▶ **AIM OF THE TASK**: The response should consist of the data below, copied exactly, with no pictures in it.

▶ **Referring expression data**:
━━━
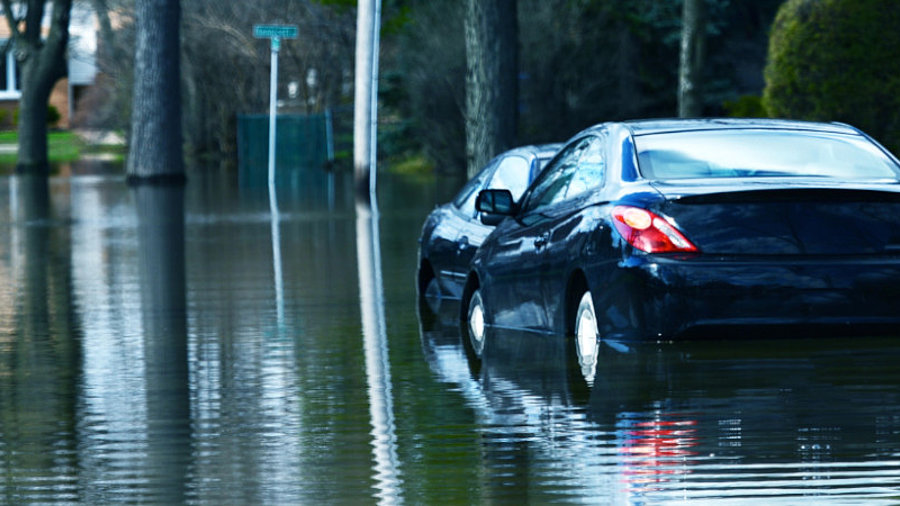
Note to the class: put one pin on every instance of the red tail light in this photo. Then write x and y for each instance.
(648, 232)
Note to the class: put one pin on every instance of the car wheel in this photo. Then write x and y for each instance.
(475, 322)
(587, 337)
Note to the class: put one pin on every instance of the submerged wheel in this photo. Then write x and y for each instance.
(475, 322)
(587, 337)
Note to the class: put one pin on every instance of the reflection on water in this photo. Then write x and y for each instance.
(148, 353)
(788, 421)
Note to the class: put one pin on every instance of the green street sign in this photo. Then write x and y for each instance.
(275, 31)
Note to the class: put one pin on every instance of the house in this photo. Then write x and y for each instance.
(81, 61)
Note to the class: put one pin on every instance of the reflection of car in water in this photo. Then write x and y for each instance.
(453, 231)
(682, 421)
(662, 229)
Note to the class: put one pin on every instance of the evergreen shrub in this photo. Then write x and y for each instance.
(837, 60)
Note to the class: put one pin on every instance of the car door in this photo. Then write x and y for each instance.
(456, 221)
(511, 173)
(517, 255)
(570, 222)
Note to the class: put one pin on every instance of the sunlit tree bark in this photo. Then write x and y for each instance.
(491, 80)
(156, 137)
(693, 28)
(42, 62)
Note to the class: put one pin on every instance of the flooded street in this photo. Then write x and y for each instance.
(181, 346)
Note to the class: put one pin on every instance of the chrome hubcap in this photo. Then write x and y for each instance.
(586, 337)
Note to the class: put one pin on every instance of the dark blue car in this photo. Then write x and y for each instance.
(453, 231)
(686, 228)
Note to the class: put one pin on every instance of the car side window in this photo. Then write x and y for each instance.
(590, 170)
(511, 174)
(551, 186)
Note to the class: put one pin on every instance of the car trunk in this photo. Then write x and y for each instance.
(772, 219)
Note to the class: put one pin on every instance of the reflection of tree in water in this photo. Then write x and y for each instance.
(40, 348)
(160, 211)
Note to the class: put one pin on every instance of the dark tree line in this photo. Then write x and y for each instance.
(579, 63)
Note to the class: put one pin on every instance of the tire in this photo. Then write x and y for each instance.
(587, 337)
(476, 324)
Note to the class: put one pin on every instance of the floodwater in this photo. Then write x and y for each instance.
(182, 346)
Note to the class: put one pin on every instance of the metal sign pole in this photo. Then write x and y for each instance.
(273, 105)
(275, 33)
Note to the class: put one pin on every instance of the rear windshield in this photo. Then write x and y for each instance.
(761, 153)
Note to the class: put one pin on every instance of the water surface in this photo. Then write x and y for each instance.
(181, 346)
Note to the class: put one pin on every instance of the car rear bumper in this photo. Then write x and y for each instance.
(654, 297)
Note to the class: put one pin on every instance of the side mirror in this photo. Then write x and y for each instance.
(495, 205)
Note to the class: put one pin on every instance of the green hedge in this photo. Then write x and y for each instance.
(837, 60)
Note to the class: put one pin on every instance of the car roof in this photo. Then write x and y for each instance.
(653, 126)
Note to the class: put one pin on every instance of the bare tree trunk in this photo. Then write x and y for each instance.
(156, 135)
(491, 80)
(693, 42)
(43, 62)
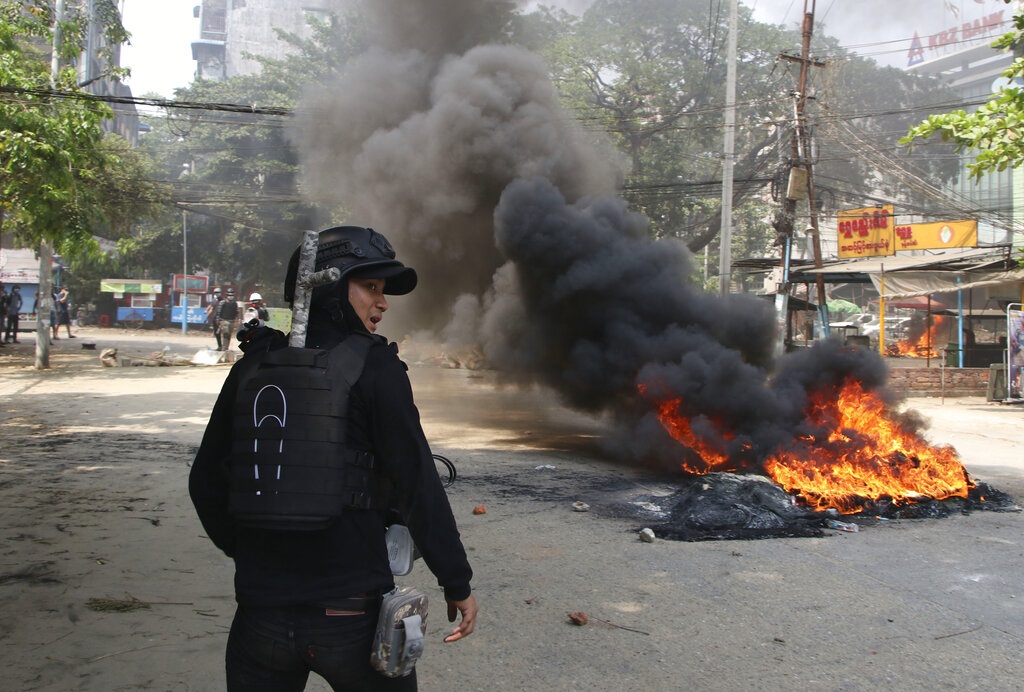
━━━
▶ **RESULT OF THIS TASK**:
Note to the class: put one pin on every instance of the red tail light in this photo. Then write x and y for each instance.
(648, 232)
Note to the class: put one pin on every instance of the car wheel in this photo. Then write x and y for each instance.
(475, 322)
(587, 337)
Note to the class: put one pin on every instance of the submerged wheel in this photo. Then write x and y for each instance.
(475, 322)
(587, 337)
Note to the class: put one pin on every instance of the reflection on water in this photo. Then write x and y for each instance.
(148, 353)
(788, 421)
Note to the class: put one pin on every instance of the green street sign in this photo. Then write x and y for each instance.
(275, 31)
Note to the class: put one pin on every instance of the house in this photo. Then write x and y for each instance.
(81, 61)
Note to the class: put one pin on every instance of the reflection of car in water in this photo. Then write x and y for each instance.
(453, 231)
(682, 421)
(662, 229)
Note to the class: put one pin on every instance of the evergreen shrub in this photo. Then write x and y for each instance.
(837, 60)
Note to the class: put one pin on every instance of the car door in this photo. Then write x and y for each instance.
(456, 221)
(511, 173)
(517, 255)
(570, 222)
Note to the class: put one pin on every instance of the sunlit tree bark in this photo. Then write x and y for each instance.
(491, 80)
(156, 137)
(693, 28)
(42, 62)
Note to the class: put one pin on every instance of the flooded street in this photo. Then write x and y for each instance.
(181, 346)
Note to the class: put one pin on every instance of the chrome hubcap in this photo. Then write x and y for each instance.
(586, 337)
Note to the class: put one pin on every instance of the dark blue car in this photo. Then write x and y for each instance.
(453, 231)
(686, 228)
Note to the class: put one pin on every instance of the car side window in this photo. Then write x and y for each instance.
(590, 170)
(511, 174)
(551, 186)
Note to the class: put one pin on every instance of the car trunk in this photo. Then write x and y for each instance.
(772, 219)
Note to the class: put one pin on every instance of the reflection of tree in water in this photo. Then write x and y for each instance.
(40, 348)
(160, 211)
Note to the class: put one pin on every instance of the dark tree line in this photo. Then write x and y for each instance.
(579, 63)
Note to the class: put one pin on every instance of the tire in this photo. Then write x and y for each instance.
(587, 337)
(476, 324)
Note to the class: put one pin on every instance of the floodwater in this photo. Then write x and y for each instance.
(182, 346)
Note to the class: put one pin on every instance of the metal sign pole in this photo. Then write x and y for each instance.
(273, 105)
(275, 33)
Note to the class: put one pin on every instance of the rear windshield in this photo. Then write x and y for each instance.
(761, 153)
Note to the class: put one pin on every instance of the water surface in this photo. Then write x and y for each instance.
(181, 346)
Note to the class: put one pin on every instance of the car rear bumper in this photo. Then write x and y for each instance.
(654, 297)
Note to the class: put one pin on every instance of the side mirror in this photo. Then write x and y for each instance.
(495, 205)
Note to the class: put one pin on every instance of the green hedge in this photo. Then write x and y for each instance.
(837, 60)
Note to the class: put one pin on every instance of the car roof in this photo. Then write x and y for each instance.
(653, 126)
Note to the class: put one pin on every instance of the bare tree trunk in this photo. Then write x and y for each instance.
(156, 135)
(491, 80)
(693, 42)
(43, 62)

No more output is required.